Task requirements
Continue the write-up on nowcasting inflation from scraped retail prices, starting right after its last line.

Excerpted passage
-- Opening Marker --
Scrapes real-time retail prices to estimate inflation before official CPI releases. The idea is simple: if you track enough product prices daily, you can see inflation trends 2-3 weeks before the BLS publishes their numbers.
- Scrape prices from Amazon and Walmart (mock implementations — real scraping would need proxy rotation and careful rate limiting to avoid getting blocked)
- ETL pipeline cleans, validates, and stores the data as parquet files
- Nowcast model computes weighted price indices using CPI basket weights
- Forecast module runs ARIMA/SARIMA for short-term predictions
- Airflow DAG orchestrates the whole thing on a daily schedule
- Streamlit dashboard for visualization
The backtesting framework is implemented but results depend heavily on data source quality. With the mock scrapers (hardcoded product catalogs), the pipeline runs end-to-end and produces forecasts, but the metrics aren't meaningful — you're basically forecasting data you generated yourself.
With real price feeds, the literature suggests web-scraped price indices can lead official CPI by 2-3 weeks with reasonable accuracy. The value here is the pipeline architecture, not the mock data results.
python -m venv venv
source venv/bin/activate
pip install -r requirements.txt# Run the ETL pipeline
python -m src.pipeline.etl --output ./data/processed
# Compute nowcast
python -m src.models.nowcast --data-path ./data/processed
# Dashboard
streamlit run streamlit_app/app.py
# Airflow (copy DAG first)
-- Closing Marker --
Dataset
-- Opening Marker --
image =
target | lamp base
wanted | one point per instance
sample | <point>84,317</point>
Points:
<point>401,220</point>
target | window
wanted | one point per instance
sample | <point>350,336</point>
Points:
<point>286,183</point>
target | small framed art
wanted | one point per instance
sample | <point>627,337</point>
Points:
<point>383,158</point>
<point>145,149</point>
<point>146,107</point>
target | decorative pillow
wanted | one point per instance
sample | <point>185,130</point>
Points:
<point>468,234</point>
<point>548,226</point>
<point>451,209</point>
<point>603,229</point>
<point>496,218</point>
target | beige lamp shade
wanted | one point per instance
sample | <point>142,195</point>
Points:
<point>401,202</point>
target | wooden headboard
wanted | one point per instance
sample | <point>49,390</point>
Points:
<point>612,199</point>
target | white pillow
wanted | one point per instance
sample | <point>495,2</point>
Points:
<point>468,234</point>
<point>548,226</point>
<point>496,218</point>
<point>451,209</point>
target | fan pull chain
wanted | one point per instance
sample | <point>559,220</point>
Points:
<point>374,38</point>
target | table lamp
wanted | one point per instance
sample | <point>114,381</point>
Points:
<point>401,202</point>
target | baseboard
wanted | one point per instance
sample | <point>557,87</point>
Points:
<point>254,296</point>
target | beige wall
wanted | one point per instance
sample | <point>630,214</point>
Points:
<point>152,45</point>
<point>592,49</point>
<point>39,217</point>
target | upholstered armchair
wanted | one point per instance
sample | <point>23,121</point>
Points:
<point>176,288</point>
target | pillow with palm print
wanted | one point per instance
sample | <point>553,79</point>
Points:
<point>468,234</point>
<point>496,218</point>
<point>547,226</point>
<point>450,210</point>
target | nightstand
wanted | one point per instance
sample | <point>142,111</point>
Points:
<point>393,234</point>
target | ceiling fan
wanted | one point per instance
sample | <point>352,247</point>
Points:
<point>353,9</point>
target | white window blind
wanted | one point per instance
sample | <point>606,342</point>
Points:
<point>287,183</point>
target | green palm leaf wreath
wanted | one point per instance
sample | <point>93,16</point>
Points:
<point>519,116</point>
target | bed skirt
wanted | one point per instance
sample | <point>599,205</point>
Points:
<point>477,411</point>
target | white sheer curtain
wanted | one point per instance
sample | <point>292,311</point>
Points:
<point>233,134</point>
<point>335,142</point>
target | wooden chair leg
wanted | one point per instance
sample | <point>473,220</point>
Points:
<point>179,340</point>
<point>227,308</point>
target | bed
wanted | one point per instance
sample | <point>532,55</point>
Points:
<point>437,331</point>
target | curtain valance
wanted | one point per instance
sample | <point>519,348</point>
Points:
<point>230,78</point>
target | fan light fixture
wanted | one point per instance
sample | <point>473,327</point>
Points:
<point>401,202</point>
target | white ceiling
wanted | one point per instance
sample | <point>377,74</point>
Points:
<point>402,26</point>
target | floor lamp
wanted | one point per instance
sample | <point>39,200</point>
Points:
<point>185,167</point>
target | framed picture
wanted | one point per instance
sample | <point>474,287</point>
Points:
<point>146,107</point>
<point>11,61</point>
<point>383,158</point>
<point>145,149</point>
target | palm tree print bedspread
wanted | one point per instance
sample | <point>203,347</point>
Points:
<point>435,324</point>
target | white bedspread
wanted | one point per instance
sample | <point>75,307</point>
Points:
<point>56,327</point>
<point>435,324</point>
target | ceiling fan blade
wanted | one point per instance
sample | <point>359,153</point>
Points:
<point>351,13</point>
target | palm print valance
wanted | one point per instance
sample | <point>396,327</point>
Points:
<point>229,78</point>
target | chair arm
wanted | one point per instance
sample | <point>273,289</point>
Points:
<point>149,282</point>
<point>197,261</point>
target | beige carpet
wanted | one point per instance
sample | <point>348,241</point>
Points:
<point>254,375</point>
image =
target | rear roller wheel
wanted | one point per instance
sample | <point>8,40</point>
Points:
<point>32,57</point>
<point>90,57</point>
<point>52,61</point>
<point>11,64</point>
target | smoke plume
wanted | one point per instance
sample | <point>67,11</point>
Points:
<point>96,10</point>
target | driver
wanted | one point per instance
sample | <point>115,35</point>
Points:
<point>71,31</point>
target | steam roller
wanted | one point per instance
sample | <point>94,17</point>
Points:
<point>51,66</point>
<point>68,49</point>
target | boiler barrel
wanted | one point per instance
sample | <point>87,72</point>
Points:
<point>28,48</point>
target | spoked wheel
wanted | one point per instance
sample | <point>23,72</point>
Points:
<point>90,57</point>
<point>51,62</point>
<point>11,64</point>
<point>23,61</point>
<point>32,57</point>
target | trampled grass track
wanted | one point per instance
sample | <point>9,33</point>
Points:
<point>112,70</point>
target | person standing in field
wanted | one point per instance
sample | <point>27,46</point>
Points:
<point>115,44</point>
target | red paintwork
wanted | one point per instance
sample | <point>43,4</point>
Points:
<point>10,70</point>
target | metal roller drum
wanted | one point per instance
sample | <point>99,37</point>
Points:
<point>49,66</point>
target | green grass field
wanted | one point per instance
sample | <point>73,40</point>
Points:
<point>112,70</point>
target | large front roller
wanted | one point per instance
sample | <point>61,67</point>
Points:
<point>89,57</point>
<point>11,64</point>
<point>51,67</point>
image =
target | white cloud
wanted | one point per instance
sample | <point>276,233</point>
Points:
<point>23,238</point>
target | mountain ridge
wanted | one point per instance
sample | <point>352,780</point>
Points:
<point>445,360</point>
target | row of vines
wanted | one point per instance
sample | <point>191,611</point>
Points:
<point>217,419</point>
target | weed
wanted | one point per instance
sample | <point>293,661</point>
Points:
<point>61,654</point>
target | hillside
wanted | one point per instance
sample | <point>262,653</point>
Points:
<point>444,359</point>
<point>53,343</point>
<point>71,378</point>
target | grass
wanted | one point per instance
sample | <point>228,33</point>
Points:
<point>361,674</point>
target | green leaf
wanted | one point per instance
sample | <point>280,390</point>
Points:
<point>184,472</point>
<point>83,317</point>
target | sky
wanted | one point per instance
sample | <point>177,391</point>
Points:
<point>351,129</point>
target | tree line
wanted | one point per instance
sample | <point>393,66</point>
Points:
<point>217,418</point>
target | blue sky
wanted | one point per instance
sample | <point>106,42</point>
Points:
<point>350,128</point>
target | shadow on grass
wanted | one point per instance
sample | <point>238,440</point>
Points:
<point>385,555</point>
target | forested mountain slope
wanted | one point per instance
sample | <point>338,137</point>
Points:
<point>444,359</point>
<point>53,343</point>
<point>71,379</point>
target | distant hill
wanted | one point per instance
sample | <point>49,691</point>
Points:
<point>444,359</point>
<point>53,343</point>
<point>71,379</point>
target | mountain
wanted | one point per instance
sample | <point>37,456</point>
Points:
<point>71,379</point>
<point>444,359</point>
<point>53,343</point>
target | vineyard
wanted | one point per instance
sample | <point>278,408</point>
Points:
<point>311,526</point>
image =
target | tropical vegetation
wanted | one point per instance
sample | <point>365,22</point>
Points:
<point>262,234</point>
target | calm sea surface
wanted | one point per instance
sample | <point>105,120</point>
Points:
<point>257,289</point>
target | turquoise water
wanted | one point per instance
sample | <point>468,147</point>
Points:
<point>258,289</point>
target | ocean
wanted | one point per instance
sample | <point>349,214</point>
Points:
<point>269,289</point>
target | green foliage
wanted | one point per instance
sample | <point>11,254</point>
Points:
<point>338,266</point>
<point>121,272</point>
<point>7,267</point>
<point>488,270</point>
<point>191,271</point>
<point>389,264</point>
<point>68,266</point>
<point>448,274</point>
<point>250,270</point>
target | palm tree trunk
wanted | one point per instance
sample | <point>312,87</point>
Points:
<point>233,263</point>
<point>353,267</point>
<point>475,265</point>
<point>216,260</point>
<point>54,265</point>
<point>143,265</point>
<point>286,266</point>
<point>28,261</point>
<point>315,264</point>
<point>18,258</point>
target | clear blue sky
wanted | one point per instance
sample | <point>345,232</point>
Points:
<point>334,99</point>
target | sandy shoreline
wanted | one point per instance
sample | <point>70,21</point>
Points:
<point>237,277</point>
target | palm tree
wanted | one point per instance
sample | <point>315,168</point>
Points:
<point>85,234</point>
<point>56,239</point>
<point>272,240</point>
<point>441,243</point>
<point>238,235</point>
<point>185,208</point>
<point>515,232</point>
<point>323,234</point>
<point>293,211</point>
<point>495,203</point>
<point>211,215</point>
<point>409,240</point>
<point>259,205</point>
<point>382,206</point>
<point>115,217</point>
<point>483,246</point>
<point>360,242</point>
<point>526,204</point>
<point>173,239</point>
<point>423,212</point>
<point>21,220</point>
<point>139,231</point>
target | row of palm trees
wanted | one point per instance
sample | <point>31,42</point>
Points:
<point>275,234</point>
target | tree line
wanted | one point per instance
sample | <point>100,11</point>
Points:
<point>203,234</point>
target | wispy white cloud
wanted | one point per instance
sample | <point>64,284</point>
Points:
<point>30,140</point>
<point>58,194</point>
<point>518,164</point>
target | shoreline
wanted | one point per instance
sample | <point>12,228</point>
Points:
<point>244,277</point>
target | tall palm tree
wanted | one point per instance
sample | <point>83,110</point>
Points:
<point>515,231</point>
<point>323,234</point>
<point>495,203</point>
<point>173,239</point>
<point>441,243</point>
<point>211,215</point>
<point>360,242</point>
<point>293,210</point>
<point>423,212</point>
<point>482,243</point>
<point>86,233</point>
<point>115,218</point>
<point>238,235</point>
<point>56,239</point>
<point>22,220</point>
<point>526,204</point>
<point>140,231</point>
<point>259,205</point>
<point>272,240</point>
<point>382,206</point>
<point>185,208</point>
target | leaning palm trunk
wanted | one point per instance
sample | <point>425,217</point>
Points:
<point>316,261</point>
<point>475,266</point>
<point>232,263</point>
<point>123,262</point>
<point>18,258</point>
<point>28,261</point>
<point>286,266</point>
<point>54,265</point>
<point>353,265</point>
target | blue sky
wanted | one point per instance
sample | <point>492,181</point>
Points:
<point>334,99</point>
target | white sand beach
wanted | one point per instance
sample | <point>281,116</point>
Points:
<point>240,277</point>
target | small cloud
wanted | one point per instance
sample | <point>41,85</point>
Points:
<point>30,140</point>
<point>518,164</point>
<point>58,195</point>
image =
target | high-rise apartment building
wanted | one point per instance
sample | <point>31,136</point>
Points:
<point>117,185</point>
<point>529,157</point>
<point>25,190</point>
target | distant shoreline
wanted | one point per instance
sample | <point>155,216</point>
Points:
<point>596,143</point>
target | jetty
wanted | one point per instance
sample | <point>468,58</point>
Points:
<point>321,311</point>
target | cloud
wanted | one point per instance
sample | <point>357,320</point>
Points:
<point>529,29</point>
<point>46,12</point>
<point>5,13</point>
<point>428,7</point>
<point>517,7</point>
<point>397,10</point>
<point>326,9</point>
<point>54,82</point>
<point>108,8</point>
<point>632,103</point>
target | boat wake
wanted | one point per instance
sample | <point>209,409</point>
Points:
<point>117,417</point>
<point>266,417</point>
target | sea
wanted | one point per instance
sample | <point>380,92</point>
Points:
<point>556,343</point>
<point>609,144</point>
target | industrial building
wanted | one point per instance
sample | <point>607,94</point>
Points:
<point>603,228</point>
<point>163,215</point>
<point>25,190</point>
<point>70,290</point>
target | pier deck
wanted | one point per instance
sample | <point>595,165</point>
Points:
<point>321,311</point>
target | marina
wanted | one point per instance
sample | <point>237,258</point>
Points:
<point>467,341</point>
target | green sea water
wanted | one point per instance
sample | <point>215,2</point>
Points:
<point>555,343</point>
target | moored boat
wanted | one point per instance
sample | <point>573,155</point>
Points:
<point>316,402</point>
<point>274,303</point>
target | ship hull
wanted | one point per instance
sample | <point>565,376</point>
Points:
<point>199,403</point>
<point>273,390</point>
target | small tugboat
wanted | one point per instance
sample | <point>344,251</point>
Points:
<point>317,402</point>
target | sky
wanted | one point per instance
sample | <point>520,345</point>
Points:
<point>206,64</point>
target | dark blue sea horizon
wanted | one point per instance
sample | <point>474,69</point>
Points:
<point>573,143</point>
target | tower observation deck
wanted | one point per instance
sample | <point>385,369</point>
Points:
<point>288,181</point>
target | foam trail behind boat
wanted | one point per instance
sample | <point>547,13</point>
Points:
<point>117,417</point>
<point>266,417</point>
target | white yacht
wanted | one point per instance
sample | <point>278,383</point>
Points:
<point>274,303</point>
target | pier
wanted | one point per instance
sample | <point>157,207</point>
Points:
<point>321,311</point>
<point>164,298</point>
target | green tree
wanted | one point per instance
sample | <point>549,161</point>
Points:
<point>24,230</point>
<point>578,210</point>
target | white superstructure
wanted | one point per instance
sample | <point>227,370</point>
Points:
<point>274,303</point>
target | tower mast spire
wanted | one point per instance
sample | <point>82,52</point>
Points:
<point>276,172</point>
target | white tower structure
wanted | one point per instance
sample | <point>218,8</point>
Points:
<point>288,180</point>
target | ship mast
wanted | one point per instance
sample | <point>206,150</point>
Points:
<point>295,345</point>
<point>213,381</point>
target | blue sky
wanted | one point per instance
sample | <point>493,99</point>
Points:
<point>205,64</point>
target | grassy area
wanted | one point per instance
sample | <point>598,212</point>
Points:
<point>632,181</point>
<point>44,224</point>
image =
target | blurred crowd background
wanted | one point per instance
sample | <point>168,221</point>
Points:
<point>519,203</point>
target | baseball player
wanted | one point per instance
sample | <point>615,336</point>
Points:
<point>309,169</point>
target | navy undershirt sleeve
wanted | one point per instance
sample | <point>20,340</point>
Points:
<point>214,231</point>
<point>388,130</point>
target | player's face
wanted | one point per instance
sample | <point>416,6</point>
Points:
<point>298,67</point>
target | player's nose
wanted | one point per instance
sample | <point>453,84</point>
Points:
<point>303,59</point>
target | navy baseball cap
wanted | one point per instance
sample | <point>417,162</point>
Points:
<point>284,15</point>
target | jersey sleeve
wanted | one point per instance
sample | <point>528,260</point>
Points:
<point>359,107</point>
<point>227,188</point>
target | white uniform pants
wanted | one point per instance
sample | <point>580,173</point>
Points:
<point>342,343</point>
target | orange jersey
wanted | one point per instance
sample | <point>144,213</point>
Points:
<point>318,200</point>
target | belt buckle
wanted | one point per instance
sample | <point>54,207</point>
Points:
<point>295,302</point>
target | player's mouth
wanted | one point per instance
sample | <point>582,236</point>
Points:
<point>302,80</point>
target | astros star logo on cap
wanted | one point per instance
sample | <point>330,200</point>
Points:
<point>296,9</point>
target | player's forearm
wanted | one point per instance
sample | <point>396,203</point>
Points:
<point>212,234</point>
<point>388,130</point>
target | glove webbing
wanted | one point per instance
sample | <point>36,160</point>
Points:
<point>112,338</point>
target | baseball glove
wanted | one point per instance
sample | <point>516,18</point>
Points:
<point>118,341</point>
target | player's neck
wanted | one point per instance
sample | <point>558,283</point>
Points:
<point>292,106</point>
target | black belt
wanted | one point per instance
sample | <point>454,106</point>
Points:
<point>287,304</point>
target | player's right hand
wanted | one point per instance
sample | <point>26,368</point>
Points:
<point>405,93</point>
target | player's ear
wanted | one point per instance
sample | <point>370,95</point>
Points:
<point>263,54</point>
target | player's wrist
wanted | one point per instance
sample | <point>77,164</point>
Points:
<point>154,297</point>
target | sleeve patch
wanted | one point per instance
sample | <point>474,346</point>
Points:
-- Closing Marker --
Response area
cp dags/scraping_dag.py $AIRFLOW_HOME/dags/Tracking 8 categories with BLS-approximate weights:
| Category | Weight |
|---|---|
| Grocery | 14.3% |
| Housing | 42.4% |
| Transportation | 16.0% |
| Medical | 8.5% |
| Education | 6.2% |
| Recreation | 5.4% |
| Apparel | 2.6% |
| Other | 4.6% |
- Scraping is legally tricky: Amazon and Walmart both restrict automated scraping in their ToS. I ended up using mock data for the portfolio version — in a real setting you'd need to negotiate data access or use an API
- Seasonal adjustment is harder than it looks: Tried X-13ARIMA-SEATS but it needs a lot of data to work well. Fell back to simpler decomposition for now
- Data quality is the real bottleneck: Spent more time on validation and outlier detection than on the actual models. Price data from scraping is noisy — products go out of stock, prices spike during sales, units change
- ARIMA order selection: Grid search over (p,d,q) is slow and the AIC-optimal model isn't always the best for forecasting. Would use
auto_arimafrom pmdarima next time
- Use a proper price aggregator API instead of scraping (BLS actually publishes microdata, just with a lag)
- Try a state-space model or dynamic factor model instead of just ARIMA
- The Laspeyres index calculation is simplified — should handle substitution bias and quality adjustment
- Great Expectations integration is mostly scaffolded, not fully wired up
- The Airflow DAG works but the alerting is just a print statement
This is a proof of concept. Don't use it for actual trading decisions. Always refer to official CPI releases from the BLS for real inflation data.